→ **EXERCISE DATA**

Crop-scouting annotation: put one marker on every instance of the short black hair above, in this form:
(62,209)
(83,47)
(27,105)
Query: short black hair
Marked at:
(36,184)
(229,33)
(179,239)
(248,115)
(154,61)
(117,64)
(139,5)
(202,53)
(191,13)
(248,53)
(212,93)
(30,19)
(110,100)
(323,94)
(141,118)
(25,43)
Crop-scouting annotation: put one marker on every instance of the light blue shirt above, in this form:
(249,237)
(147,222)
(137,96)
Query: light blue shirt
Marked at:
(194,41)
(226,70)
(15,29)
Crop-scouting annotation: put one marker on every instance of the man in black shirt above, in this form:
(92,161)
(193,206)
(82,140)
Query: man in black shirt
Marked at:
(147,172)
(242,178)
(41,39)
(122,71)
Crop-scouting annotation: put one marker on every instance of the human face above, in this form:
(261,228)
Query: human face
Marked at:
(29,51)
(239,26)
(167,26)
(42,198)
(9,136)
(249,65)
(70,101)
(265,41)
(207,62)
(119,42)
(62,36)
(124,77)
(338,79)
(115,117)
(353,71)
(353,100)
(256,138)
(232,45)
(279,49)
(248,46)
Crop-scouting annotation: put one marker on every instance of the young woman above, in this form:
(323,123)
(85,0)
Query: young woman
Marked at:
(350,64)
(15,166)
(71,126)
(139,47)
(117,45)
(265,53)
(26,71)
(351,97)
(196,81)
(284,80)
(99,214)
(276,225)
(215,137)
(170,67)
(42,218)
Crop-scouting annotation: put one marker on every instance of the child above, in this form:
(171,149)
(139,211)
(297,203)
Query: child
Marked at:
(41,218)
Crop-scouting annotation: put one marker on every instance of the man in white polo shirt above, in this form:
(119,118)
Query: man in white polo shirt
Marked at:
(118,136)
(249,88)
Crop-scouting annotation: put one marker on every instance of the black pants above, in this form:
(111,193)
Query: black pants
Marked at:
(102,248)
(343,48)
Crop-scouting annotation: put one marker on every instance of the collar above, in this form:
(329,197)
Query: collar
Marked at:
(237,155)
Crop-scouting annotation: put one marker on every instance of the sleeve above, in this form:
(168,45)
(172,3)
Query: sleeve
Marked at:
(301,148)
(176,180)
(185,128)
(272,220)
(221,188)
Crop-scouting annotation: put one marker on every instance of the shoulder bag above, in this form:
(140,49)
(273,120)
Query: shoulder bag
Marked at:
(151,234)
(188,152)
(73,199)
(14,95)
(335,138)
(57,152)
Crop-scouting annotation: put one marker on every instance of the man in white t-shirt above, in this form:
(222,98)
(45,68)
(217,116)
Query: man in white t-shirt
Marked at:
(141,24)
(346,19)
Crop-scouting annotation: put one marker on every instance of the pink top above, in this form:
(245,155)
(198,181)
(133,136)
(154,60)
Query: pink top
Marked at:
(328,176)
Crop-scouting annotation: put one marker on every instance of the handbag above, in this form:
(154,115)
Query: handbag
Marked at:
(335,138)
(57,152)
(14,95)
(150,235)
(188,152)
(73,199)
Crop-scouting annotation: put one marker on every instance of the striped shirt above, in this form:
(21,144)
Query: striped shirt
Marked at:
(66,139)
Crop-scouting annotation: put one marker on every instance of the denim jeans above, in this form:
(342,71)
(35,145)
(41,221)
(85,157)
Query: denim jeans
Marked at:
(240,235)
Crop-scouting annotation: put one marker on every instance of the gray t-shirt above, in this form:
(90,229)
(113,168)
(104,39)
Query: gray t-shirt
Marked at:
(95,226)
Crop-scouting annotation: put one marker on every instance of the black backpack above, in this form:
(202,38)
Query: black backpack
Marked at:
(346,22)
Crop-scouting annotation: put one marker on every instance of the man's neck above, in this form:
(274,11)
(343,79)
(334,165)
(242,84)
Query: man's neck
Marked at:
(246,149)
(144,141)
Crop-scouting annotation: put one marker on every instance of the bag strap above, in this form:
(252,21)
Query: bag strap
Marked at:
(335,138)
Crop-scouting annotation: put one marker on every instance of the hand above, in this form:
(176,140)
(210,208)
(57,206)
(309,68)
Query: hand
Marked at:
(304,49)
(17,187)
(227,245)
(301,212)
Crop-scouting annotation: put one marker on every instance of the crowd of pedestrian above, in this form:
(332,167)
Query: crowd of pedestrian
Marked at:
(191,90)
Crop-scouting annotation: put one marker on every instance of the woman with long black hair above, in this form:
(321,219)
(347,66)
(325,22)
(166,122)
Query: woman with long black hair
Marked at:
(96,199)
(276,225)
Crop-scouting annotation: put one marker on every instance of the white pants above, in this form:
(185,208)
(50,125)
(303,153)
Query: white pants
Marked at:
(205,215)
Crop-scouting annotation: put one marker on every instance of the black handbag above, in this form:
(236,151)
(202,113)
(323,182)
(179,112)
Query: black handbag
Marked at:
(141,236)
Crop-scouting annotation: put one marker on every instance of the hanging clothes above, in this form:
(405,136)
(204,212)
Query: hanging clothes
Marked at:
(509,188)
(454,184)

→ **TASK PROMPT**
Checking each line above, count the ones that hold the word "denim" and state the total alone.

→ **ANSWER SPACE**
2